Output the material exactly, keeping every line intact.

### DATA FOR ANALYSIS:
++++++++++

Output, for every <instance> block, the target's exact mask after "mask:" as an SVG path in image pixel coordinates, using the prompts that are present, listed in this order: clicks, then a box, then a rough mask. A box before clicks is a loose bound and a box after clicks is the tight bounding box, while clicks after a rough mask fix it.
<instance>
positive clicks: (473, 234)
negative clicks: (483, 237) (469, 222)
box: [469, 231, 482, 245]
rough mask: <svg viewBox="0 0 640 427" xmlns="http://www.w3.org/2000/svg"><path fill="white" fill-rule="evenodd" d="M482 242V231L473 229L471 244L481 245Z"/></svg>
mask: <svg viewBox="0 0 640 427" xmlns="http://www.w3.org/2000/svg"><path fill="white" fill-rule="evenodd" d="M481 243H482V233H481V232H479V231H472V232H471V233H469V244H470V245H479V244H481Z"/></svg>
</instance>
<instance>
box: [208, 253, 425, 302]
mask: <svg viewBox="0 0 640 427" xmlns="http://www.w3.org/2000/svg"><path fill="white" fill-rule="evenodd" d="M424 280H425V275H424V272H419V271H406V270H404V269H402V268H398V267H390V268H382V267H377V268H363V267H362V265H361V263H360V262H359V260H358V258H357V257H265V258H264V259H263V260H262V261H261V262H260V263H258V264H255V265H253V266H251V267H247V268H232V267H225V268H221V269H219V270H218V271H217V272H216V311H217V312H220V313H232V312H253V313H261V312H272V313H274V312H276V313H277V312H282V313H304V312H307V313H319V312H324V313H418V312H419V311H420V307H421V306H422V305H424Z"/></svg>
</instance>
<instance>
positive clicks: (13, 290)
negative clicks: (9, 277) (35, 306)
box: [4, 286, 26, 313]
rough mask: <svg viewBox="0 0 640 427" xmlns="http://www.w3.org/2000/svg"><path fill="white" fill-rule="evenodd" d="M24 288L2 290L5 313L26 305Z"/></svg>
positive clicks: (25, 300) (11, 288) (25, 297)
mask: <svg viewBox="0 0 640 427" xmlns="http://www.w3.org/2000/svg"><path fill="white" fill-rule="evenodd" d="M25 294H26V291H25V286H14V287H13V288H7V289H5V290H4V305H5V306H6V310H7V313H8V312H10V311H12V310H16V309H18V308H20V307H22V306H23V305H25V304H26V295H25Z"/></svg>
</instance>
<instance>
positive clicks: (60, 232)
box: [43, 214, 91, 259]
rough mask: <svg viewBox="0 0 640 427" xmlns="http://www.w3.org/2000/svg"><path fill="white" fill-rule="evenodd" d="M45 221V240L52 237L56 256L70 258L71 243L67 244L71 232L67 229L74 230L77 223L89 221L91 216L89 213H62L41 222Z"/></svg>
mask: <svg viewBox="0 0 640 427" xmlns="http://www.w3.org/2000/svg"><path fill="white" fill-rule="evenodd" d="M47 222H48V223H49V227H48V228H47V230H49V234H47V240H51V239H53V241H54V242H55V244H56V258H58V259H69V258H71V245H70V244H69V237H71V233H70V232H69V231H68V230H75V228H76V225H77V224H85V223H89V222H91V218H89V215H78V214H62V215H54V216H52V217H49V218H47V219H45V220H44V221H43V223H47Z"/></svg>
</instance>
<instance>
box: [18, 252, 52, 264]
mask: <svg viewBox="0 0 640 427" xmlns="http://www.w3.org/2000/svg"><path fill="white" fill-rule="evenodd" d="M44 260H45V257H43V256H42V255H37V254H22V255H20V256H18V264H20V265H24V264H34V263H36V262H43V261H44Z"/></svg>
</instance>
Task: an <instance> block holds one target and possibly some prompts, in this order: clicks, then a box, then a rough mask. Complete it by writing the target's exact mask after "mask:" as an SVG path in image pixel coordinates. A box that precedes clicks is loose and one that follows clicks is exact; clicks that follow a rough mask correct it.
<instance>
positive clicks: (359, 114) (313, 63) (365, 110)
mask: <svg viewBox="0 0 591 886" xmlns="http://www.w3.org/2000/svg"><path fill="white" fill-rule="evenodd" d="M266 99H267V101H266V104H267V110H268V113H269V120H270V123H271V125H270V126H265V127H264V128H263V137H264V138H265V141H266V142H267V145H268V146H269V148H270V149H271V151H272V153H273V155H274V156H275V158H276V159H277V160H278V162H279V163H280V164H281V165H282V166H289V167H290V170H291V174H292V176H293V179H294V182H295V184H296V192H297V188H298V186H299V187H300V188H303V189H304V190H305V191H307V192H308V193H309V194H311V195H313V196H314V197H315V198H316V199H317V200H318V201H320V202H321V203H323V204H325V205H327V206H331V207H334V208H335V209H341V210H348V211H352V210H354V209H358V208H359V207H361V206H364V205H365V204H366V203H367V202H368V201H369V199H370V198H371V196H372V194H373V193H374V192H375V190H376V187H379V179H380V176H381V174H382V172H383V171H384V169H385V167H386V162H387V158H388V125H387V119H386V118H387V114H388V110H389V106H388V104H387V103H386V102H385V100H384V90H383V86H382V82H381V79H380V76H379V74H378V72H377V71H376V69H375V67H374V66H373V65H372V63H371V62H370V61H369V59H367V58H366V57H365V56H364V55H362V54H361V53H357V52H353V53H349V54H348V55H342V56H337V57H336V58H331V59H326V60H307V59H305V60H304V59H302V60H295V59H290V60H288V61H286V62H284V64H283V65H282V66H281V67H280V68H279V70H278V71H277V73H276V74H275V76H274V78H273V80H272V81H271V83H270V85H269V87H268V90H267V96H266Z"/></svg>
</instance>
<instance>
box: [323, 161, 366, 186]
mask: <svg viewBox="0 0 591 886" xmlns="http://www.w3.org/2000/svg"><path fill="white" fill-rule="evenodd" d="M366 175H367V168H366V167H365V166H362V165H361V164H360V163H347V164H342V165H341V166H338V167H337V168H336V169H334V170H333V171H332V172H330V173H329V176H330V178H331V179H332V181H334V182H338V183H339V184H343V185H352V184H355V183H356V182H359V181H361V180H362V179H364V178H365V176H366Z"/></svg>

++++++++++

### RESPONSE FOR THIS EXERCISE:
Output, for every <instance> block, the target's exact mask after "mask:" as an SVG path in image pixel coordinates, using the prompts that are present, listed in this order: clicks, then a box, then a rough mask. A box before clicks is a loose bound and a box after clicks is the tight bounding box, while clicks after a rough mask fix it.
<instance>
positive clicks: (473, 234)
negative clicks: (483, 237) (469, 222)
box: [469, 231, 482, 245]
rough mask: <svg viewBox="0 0 640 427" xmlns="http://www.w3.org/2000/svg"><path fill="white" fill-rule="evenodd" d="M482 242V231L473 229L471 244L481 245Z"/></svg>
mask: <svg viewBox="0 0 640 427" xmlns="http://www.w3.org/2000/svg"><path fill="white" fill-rule="evenodd" d="M481 243H482V233H481V232H479V231H472V232H471V233H469V244H470V245H479V244H481Z"/></svg>
</instance>
<instance>
box: [208, 253, 425, 302]
mask: <svg viewBox="0 0 640 427" xmlns="http://www.w3.org/2000/svg"><path fill="white" fill-rule="evenodd" d="M424 280H425V275H424V272H419V271H406V270H404V269H402V268H398V267H390V268H382V267H377V268H363V267H362V265H361V263H360V262H359V260H358V258H357V257H265V258H264V259H263V260H262V261H261V262H260V263H258V264H255V265H253V266H251V267H247V268H232V267H225V268H221V269H219V270H218V271H217V272H216V311H217V312H220V313H232V312H253V313H261V312H272V313H274V312H276V313H277V312H282V313H304V312H307V313H319V312H324V313H418V312H419V311H420V307H421V306H422V305H424Z"/></svg>
</instance>
<instance>
positive clicks: (13, 290)
negative clicks: (9, 277) (35, 306)
box: [4, 286, 26, 313]
rough mask: <svg viewBox="0 0 640 427" xmlns="http://www.w3.org/2000/svg"><path fill="white" fill-rule="evenodd" d="M24 288L2 290L5 313L26 305Z"/></svg>
positive clicks: (25, 300) (11, 288) (25, 297)
mask: <svg viewBox="0 0 640 427" xmlns="http://www.w3.org/2000/svg"><path fill="white" fill-rule="evenodd" d="M25 294H26V291H25V286H14V287H13V288H7V289H5V290H4V305H5V306H6V310H7V313H8V312H10V311H12V310H16V309H18V308H20V307H22V306H23V305H25V304H26V295H25Z"/></svg>
</instance>
<instance>
positive clicks: (60, 232)
box: [43, 214, 91, 259]
rough mask: <svg viewBox="0 0 640 427" xmlns="http://www.w3.org/2000/svg"><path fill="white" fill-rule="evenodd" d="M45 221V240L52 237L56 256L70 258L71 243L67 244L71 232L67 229L74 230L77 223L89 221L91 216L89 213H62L41 222Z"/></svg>
mask: <svg viewBox="0 0 640 427" xmlns="http://www.w3.org/2000/svg"><path fill="white" fill-rule="evenodd" d="M47 222H48V223H49V227H48V228H47V230H49V234H47V240H51V239H53V241H54V242H55V244H56V258H58V259H69V258H71V245H70V244H69V237H71V233H70V232H69V231H68V230H75V228H76V225H77V224H85V223H89V222H91V218H89V215H78V214H62V215H54V216H52V217H49V218H47V219H45V220H44V221H43V223H47Z"/></svg>
</instance>
<instance>
box: [18, 252, 52, 264]
mask: <svg viewBox="0 0 640 427" xmlns="http://www.w3.org/2000/svg"><path fill="white" fill-rule="evenodd" d="M44 260H45V257H43V256H42V255H37V254H22V255H20V256H18V264H20V265H24V264H34V263H36V262H43V261H44Z"/></svg>
</instance>
Task: an <instance> block holds one target and possibly some prompts, in this order: clicks, then a box, then a rough mask. Complete it by writing the target's exact mask after "mask:" as an SVG path in image pixel coordinates. A box that precedes clicks is loose and one that follows clicks is exact; clicks that follow a rough mask correct it.
<instance>
positive clicks: (359, 114) (313, 63) (365, 110)
mask: <svg viewBox="0 0 591 886" xmlns="http://www.w3.org/2000/svg"><path fill="white" fill-rule="evenodd" d="M266 99H267V101H266V104H267V110H268V113H269V120H270V123H271V125H270V126H265V127H264V128H263V137H264V138H265V141H266V142H267V145H268V146H269V148H270V149H271V151H272V153H273V155H274V156H275V158H276V159H277V160H278V162H279V163H280V164H281V165H282V166H289V167H290V170H291V174H292V176H293V179H294V182H295V184H296V192H297V188H298V186H299V187H300V188H303V189H304V190H305V191H307V192H308V193H309V194H311V195H313V196H314V197H315V198H316V199H317V200H318V201H320V202H321V203H323V204H325V205H327V206H331V207H334V208H335V209H341V210H348V211H352V210H354V209H358V208H359V207H361V206H364V205H365V204H366V203H367V202H368V201H369V199H370V198H371V196H372V194H373V193H374V192H375V190H376V187H379V179H380V176H381V174H382V172H383V171H384V169H385V167H386V162H387V158H388V125H387V119H386V118H387V114H388V110H389V106H388V104H387V103H386V102H385V100H384V90H383V86H382V82H381V79H380V76H379V74H378V72H377V71H376V69H375V67H374V66H373V65H372V63H371V62H370V61H369V59H367V58H366V57H365V56H364V55H362V54H361V53H357V52H353V53H349V54H348V55H342V56H337V57H336V58H331V59H326V60H307V59H305V60H304V59H302V60H295V59H290V60H288V61H286V62H284V64H283V65H282V66H281V67H280V68H279V70H278V71H277V73H276V74H275V76H274V78H273V80H272V81H271V83H270V85H269V87H268V90H267V96H266Z"/></svg>
</instance>
<instance>
box: [323, 161, 366, 186]
mask: <svg viewBox="0 0 591 886" xmlns="http://www.w3.org/2000/svg"><path fill="white" fill-rule="evenodd" d="M366 175H367V168H366V167H365V166H362V165H361V164H360V163H347V164H342V165H341V166H338V167H337V168H336V169H334V170H333V171H332V172H330V173H329V176H330V178H331V179H332V181H334V182H338V183H339V184H343V185H352V184H355V183H356V182H359V181H361V180H362V179H364V178H365V176H366Z"/></svg>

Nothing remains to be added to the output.